[begin DATA PROVIDED]

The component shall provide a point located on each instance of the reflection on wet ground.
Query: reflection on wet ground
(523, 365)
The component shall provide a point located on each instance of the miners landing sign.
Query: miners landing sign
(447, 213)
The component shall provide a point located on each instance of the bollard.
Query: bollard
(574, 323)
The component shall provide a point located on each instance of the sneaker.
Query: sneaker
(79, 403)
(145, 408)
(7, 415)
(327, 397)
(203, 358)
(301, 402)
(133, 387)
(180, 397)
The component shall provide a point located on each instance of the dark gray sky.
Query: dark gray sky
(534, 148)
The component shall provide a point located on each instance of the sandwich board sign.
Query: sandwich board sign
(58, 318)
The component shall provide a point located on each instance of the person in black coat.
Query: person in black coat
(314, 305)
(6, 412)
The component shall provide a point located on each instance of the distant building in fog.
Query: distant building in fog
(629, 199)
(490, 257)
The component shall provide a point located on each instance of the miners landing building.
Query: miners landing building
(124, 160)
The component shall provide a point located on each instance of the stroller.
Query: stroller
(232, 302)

[end DATA PROVIDED]

_GOAL_:
Each record must be returned exactly as it is written.

_ANSWER TO THIS EXERCISE_:
The component shall provide a point located on each instance of the reflection on wet ground.
Query: reflection on wet ground
(523, 365)
The component shall provide a point located on each instance of the miners landing sign.
Query: miners landing sign
(447, 213)
The component shall provide a point located on each instance of the bollard.
Query: bollard
(574, 323)
The component shall provide a point located on each instance of the sneaker.
Query: sneaker
(79, 403)
(145, 408)
(7, 415)
(327, 397)
(203, 358)
(301, 402)
(133, 387)
(180, 397)
The component shall provide a point located on each instance of the dark gray sky.
Query: dark gray sky
(534, 148)
The component shall provide a point located on each instance of the sandwich board sign.
Query: sandwich board sign
(58, 318)
The component shall provide a point located on each instance of the person in black coat.
Query: person in black coat
(314, 305)
(6, 412)
The component shall provide a point located on each instance of the distant building in fog.
Query: distant building in fog
(629, 199)
(490, 257)
The component shall provide a point located on each instance of the miners landing building.
Query: miners landing building
(124, 160)
The component shall provide a point located on each instance of the stroller.
Query: stroller
(232, 302)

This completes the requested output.